**EXERCISE TASK**: Give a verbatim repeat of the lines that run from the line containing "of the deep" to the end of the data below.

───── GIVEN RECORDS ─────

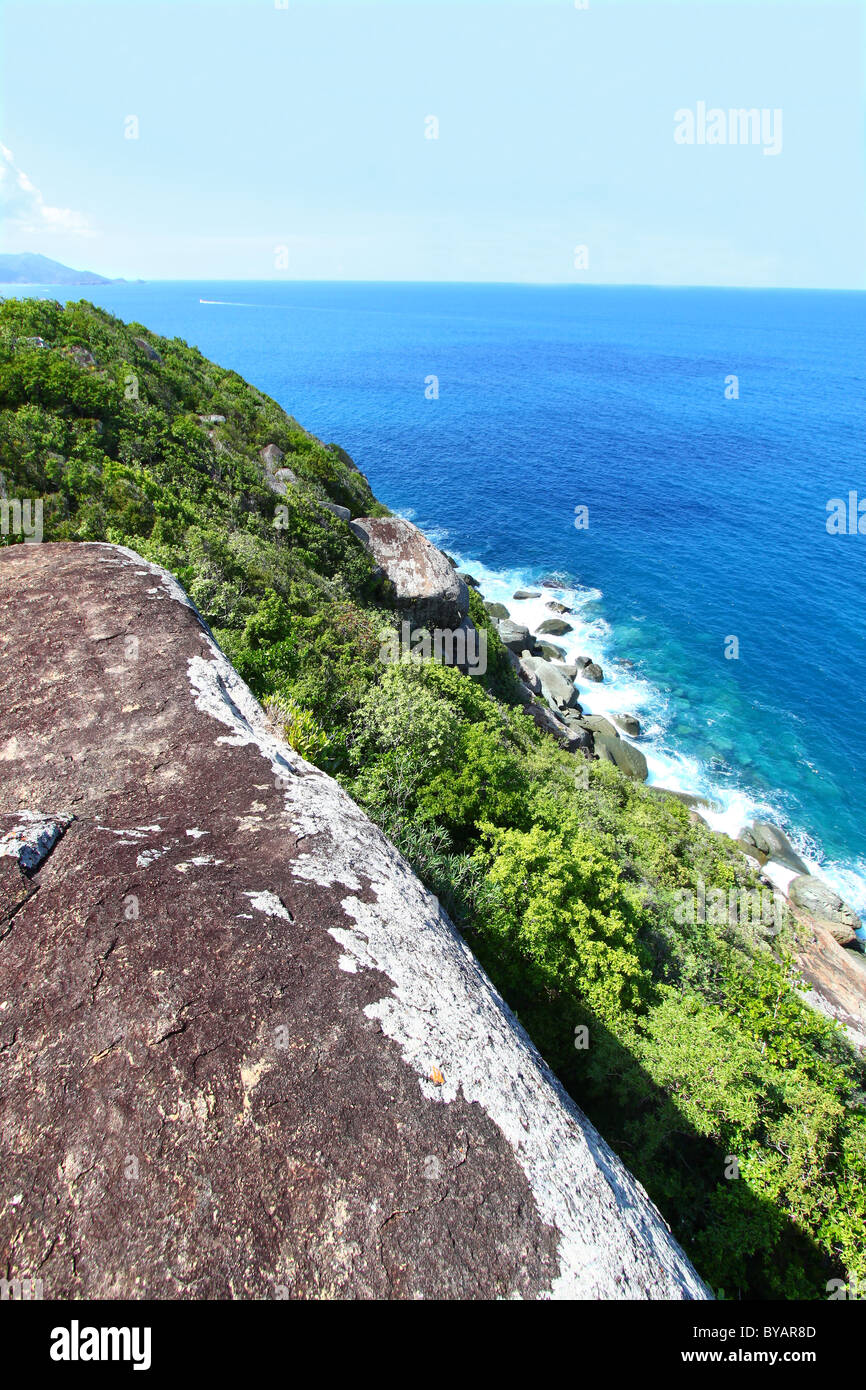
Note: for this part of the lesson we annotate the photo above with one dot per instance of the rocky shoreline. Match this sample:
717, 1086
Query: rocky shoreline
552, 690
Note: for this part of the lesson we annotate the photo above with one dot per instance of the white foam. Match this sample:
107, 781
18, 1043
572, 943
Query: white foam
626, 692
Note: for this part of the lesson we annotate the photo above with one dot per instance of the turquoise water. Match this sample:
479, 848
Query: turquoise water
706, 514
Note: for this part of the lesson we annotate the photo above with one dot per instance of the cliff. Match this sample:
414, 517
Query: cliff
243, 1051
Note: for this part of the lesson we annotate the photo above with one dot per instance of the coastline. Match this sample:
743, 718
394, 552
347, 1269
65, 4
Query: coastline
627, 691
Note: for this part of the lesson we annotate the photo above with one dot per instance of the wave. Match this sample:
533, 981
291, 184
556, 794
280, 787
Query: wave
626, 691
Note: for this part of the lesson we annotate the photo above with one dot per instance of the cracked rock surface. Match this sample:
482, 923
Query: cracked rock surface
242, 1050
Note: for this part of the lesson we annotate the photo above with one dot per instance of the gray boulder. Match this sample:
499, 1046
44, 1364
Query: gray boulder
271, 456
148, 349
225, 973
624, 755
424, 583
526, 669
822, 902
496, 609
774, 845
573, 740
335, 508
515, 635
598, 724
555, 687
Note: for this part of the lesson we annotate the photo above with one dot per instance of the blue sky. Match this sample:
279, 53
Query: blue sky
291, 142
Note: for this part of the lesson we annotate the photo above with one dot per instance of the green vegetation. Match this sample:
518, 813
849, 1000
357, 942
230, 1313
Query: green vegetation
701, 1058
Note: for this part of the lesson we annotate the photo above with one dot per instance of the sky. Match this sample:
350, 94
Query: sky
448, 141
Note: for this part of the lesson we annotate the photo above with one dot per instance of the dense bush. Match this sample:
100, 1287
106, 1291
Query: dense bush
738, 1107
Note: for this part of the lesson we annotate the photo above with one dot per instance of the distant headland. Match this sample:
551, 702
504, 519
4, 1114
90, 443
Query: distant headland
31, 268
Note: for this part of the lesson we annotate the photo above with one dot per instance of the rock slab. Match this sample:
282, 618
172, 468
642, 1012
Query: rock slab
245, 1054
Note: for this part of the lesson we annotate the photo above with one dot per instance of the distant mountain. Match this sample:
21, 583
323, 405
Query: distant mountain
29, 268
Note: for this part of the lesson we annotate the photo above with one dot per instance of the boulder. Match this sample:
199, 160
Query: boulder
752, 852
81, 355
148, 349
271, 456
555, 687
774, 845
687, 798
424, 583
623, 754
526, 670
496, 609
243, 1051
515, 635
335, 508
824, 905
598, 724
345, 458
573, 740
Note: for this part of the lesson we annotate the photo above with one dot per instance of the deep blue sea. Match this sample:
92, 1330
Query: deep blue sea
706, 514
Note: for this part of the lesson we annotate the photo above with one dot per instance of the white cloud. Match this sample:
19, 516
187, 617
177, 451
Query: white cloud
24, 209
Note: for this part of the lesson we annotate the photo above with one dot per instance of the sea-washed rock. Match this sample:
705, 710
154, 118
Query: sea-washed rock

─────

**RESULT OF THE EXERCISE**:
Note: for this part of the lesson we annotate the photo above with one dot per instance of the deep blue sea. Match this sample:
92, 1330
Query: deep blue sea
706, 514
Note: for this part of the lesson we annotate the photo above with one dot per instance of the white cloud. Match this sample:
19, 516
187, 617
177, 451
Query: white cloud
24, 209
Note: for this part of the lesson we annotate the photo above with one dot per instance of the sea-washed rock. Match this sample:
705, 710
154, 118
Query: sea-washed rock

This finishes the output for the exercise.